Sunday, July 16, 2006

Marshall and Hiwatt Heaven

My blog topics would not be complete without a rant about guitars and amps. Hey, it's what I love dearest. So i'll start out with the amps. Guitar amps, that is. Sure, we all know that tube amps are best, but i've heard some damn good solid state ones, too. That little Gallien Krueger one comes to mind. But for the real daddys, you need the 50 and 100 watt tube heads. For hard rock and roll that invariably leads to Marshall.

----------

• _Exercise instructions_:
a – Name every amplifier brand in the guitar amp blog post, including its title.
b – In the records, rewrite everything from the line containing "Target = white chair" down to the line containing "x=308 y=251", replacing "Wanted" with "Required" and leaving the rest unchanged.

• _Entries_:
----------

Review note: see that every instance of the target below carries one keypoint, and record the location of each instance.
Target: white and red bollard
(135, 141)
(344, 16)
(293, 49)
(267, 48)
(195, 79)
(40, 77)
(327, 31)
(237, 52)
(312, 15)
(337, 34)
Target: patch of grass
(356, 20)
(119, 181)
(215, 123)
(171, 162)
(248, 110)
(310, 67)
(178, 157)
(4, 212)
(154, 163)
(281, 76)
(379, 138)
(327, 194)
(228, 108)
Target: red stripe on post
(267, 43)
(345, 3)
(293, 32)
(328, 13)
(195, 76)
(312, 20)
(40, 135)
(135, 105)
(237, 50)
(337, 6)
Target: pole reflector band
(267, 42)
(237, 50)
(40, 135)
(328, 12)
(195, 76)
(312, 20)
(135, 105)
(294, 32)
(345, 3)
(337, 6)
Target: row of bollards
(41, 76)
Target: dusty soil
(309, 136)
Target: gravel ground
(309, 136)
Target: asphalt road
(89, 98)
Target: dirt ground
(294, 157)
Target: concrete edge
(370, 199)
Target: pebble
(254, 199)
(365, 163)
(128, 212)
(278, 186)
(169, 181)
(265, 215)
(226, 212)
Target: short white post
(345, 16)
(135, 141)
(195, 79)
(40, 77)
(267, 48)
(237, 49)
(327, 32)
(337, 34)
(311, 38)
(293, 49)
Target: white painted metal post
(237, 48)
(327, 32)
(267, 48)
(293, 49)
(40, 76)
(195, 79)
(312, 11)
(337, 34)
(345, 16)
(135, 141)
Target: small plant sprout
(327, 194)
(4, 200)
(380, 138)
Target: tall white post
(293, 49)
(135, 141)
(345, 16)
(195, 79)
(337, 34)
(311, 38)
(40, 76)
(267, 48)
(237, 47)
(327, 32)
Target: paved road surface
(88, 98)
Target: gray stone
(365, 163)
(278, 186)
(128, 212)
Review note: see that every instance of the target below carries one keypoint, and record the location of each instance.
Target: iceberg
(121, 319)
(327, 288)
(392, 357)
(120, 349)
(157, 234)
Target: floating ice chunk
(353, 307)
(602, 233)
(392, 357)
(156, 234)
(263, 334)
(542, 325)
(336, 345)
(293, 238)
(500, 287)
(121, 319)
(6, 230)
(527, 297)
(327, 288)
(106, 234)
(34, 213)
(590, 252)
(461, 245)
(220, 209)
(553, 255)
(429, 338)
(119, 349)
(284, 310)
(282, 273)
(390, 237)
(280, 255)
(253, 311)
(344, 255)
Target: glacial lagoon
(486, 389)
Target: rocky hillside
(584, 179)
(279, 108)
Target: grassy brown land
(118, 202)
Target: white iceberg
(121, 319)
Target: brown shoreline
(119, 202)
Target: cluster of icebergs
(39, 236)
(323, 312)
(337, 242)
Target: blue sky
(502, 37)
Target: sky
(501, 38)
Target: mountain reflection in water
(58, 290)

----------

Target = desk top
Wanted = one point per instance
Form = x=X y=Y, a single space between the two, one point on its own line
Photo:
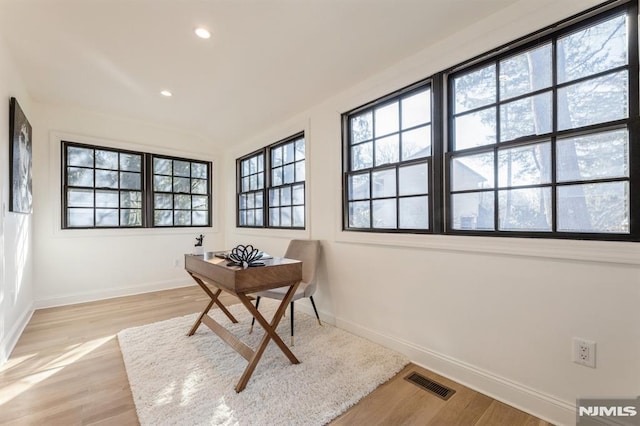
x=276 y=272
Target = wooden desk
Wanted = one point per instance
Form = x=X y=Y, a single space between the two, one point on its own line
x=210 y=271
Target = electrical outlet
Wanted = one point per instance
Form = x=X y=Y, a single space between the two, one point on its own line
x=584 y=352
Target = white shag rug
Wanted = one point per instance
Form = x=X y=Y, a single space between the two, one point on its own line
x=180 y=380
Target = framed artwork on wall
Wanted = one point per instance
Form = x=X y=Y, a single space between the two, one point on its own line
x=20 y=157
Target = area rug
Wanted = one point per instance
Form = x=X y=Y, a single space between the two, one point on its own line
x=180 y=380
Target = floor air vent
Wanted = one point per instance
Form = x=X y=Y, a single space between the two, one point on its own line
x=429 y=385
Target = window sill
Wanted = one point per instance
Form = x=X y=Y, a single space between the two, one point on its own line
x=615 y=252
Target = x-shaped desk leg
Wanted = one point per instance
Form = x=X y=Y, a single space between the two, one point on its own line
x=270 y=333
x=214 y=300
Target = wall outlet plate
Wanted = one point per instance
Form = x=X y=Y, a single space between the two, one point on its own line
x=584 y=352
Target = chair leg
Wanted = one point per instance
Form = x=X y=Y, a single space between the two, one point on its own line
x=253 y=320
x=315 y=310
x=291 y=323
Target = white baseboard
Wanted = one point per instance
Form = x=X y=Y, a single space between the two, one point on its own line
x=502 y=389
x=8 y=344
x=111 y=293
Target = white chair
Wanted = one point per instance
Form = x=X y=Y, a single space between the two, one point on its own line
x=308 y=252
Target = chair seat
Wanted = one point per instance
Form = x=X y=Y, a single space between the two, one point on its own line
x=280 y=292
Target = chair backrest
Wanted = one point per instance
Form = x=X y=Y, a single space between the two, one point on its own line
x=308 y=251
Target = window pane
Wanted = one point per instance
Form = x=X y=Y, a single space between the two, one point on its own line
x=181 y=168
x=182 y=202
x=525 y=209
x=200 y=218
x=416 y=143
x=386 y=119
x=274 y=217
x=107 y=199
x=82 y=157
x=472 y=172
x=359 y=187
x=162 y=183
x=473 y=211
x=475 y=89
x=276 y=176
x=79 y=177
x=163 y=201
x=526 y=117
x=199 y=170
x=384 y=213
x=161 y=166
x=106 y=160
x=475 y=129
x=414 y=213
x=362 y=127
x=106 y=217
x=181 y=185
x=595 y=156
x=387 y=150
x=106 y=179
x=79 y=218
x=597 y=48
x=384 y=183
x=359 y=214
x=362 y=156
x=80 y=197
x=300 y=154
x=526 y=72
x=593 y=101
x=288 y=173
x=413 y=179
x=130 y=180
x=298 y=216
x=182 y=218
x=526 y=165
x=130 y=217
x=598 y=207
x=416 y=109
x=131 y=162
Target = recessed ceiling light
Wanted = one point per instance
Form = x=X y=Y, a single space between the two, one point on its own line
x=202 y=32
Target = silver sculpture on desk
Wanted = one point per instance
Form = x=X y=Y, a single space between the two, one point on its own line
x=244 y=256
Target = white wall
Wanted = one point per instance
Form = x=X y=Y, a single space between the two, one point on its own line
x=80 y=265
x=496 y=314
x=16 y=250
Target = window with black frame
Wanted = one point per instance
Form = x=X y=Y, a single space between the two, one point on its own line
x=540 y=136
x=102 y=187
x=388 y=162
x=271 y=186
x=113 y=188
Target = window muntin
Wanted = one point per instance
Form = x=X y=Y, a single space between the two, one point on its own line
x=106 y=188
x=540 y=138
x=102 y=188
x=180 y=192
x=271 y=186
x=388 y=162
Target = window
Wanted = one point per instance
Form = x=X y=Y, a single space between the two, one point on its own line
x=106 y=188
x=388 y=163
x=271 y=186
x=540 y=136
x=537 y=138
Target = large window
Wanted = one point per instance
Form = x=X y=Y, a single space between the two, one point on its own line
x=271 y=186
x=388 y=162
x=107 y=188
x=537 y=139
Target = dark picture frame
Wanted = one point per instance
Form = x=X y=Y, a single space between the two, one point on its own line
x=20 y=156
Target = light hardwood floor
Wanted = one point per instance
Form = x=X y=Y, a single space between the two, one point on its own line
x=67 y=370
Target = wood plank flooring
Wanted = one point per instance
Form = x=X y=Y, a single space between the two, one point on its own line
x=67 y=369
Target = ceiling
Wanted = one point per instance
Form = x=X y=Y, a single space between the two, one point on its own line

----------

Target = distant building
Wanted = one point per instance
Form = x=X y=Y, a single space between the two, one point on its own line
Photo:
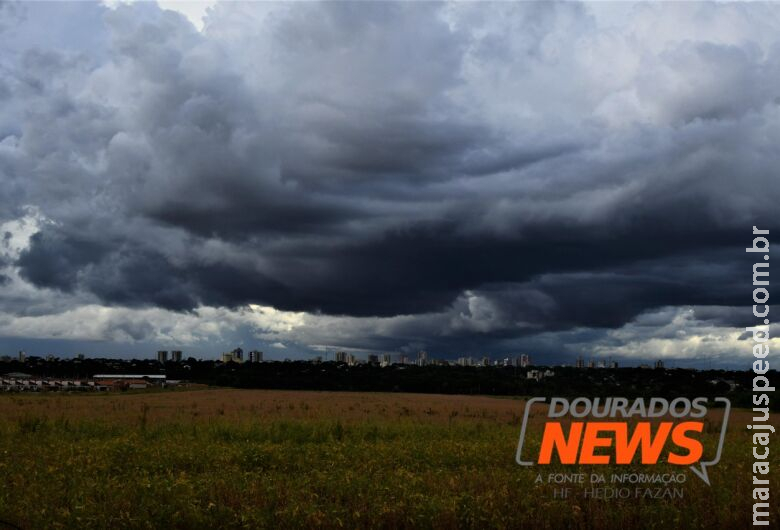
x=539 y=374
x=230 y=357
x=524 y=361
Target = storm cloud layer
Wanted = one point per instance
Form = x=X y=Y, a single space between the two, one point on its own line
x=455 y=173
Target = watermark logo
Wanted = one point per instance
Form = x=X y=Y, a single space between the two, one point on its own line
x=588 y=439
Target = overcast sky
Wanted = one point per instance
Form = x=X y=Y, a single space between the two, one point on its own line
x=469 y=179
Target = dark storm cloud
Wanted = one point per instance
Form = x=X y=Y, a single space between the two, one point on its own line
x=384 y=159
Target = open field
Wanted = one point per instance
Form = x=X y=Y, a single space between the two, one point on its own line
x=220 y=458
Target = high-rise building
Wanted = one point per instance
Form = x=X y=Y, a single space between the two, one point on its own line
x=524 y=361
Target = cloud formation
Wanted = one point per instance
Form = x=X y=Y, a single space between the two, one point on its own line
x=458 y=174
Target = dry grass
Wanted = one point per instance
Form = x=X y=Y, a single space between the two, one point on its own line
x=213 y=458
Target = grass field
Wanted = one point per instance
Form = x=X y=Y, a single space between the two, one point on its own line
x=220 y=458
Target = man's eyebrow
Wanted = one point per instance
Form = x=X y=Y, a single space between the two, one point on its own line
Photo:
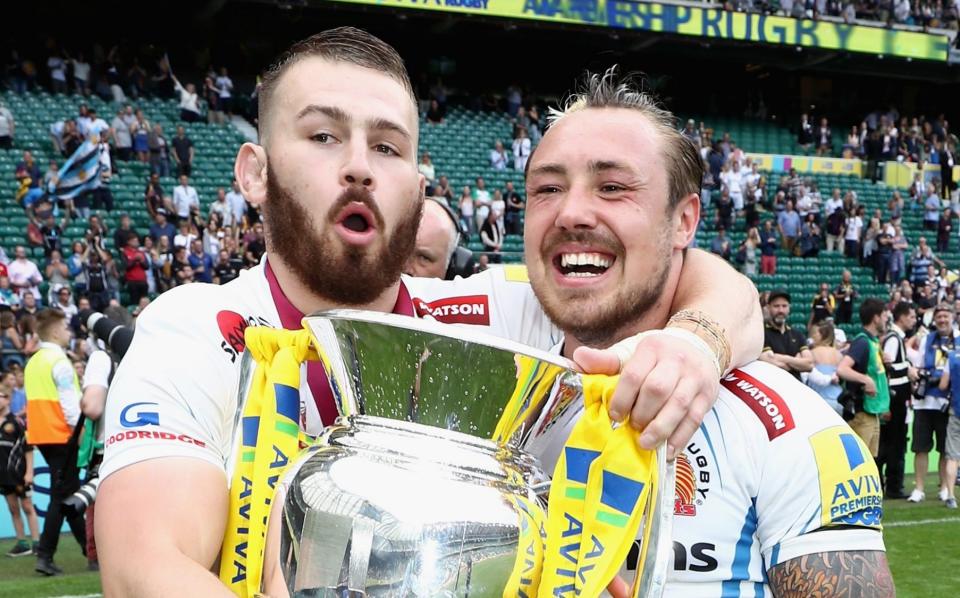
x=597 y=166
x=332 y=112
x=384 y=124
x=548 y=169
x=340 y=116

----------

• _Responses for each task_:
a –
Marshall
Hiwatt
Gallien Krueger

b –
Target = white chair
Required = one point per instance
Form = x=X y=Y, a single space between the two, one point on its own line
x=308 y=252
Target = chair seat
Required = one point per instance
Form = x=X y=Y, a single space between the two, one point on its own line
x=280 y=292
Target = chair backrest
Required = one point per instance
Form = x=X y=Y, a single space between the two, one point on its own line
x=308 y=251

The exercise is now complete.